» **Work to be completed**:
Copy the records below word for word, leaving out the pictures.
++++ Records supplied ++++
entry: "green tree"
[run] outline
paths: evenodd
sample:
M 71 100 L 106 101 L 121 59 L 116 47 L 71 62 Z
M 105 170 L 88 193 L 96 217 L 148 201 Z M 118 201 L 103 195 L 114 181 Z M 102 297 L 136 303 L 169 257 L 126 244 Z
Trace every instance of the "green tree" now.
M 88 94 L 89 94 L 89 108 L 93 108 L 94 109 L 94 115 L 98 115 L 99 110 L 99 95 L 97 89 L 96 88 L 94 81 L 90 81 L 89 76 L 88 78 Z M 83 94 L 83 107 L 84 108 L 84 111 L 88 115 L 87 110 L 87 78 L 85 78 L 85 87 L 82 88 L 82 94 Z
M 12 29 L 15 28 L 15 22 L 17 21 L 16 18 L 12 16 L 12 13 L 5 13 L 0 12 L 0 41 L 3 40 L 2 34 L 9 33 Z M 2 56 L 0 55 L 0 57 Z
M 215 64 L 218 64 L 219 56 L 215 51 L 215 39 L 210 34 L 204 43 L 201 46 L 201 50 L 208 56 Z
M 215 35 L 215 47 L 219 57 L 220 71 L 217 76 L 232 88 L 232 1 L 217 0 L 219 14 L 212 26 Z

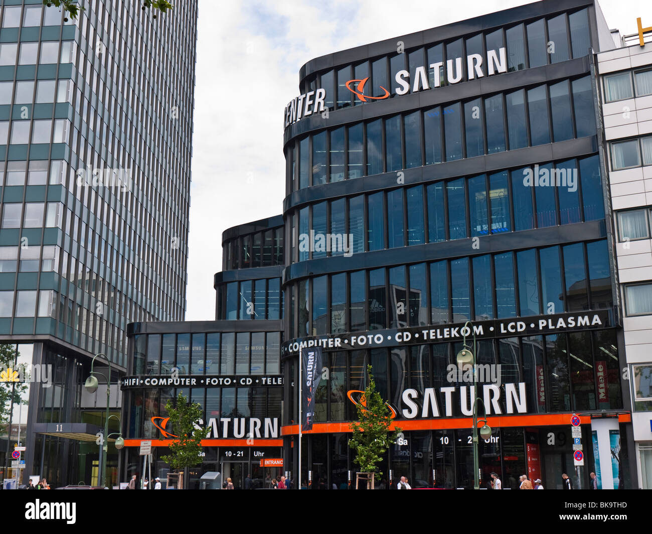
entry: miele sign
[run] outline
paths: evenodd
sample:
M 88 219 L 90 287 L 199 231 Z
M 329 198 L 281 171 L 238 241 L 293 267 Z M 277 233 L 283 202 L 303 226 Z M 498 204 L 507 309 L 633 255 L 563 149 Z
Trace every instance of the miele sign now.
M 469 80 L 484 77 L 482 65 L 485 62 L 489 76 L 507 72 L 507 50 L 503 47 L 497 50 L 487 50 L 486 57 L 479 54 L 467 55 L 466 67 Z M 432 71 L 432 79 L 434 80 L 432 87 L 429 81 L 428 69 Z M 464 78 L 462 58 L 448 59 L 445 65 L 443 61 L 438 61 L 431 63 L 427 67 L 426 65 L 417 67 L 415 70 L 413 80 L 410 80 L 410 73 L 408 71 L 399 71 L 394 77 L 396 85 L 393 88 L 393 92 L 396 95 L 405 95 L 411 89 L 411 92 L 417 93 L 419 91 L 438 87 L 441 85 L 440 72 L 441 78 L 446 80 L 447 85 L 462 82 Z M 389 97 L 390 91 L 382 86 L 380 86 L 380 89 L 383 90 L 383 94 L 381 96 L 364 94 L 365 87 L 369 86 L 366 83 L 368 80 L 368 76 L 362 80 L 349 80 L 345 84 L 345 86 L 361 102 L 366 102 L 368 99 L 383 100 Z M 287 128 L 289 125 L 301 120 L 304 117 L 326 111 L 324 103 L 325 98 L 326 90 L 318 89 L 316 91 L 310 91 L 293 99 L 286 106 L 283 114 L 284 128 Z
++++
» **Complete answer**:
entry: "green tree"
[run] outline
paths: evenodd
sample:
M 71 100 L 106 101 L 121 59 L 116 47 L 71 62 Z
M 105 170 L 88 193 L 96 217 L 148 201 Z M 118 201 L 103 195 L 114 181 Z M 102 297 L 136 303 L 169 257 L 126 244 Z
Trace every instance of the "green tree" now.
M 88 94 L 89 94 L 89 108 L 93 108 L 94 109 L 94 115 L 98 115 L 99 110 L 99 95 L 97 89 L 96 88 L 94 81 L 90 81 L 89 76 L 88 78 Z M 83 94 L 83 107 L 84 108 L 84 111 L 88 115 L 87 110 L 87 78 L 85 78 L 85 87 L 82 88 L 82 94 Z
M 12 29 L 15 28 L 15 22 L 17 21 L 16 18 L 12 16 L 12 13 L 5 13 L 0 12 L 0 41 L 3 40 L 2 34 L 9 33 Z M 2 56 L 0 55 L 0 57 Z
M 215 64 L 218 64 L 219 56 L 215 51 L 215 39 L 210 34 L 204 43 L 201 46 L 201 50 L 208 56 Z
M 215 35 L 215 47 L 219 57 L 220 71 L 217 76 L 232 88 L 232 1 L 217 0 L 219 14 L 212 26 Z

entry: miele sign
[run] outline
paths: evenodd
sample:
M 88 219 L 90 287 L 199 231 Z
M 329 198 L 281 171 L 238 241 L 293 267 Z M 277 233 L 283 202 L 303 226 Z M 498 204 L 507 309 L 633 255 L 563 149 Z
Trace every instance of the miele sign now.
M 469 80 L 484 77 L 482 65 L 485 62 L 489 76 L 507 72 L 507 50 L 503 47 L 497 50 L 487 50 L 486 57 L 479 54 L 467 55 L 466 67 Z M 432 71 L 432 79 L 434 80 L 432 87 L 429 81 L 428 69 Z M 464 78 L 462 58 L 448 59 L 445 65 L 443 61 L 438 61 L 431 63 L 427 67 L 426 65 L 417 67 L 415 70 L 413 80 L 410 80 L 410 73 L 408 71 L 399 71 L 394 77 L 396 85 L 393 88 L 393 92 L 396 95 L 405 95 L 411 89 L 411 92 L 417 93 L 419 91 L 438 87 L 441 85 L 440 72 L 441 78 L 446 80 L 447 85 L 462 82 Z M 389 97 L 390 91 L 382 86 L 380 86 L 380 89 L 383 90 L 383 94 L 381 96 L 364 94 L 365 87 L 369 86 L 366 83 L 368 80 L 368 76 L 362 80 L 349 80 L 345 84 L 345 86 L 361 102 L 366 102 L 368 99 L 383 100 Z M 287 128 L 289 125 L 301 120 L 304 117 L 326 111 L 324 103 L 325 98 L 326 90 L 318 89 L 316 91 L 310 91 L 293 99 L 286 106 L 283 114 L 284 128 Z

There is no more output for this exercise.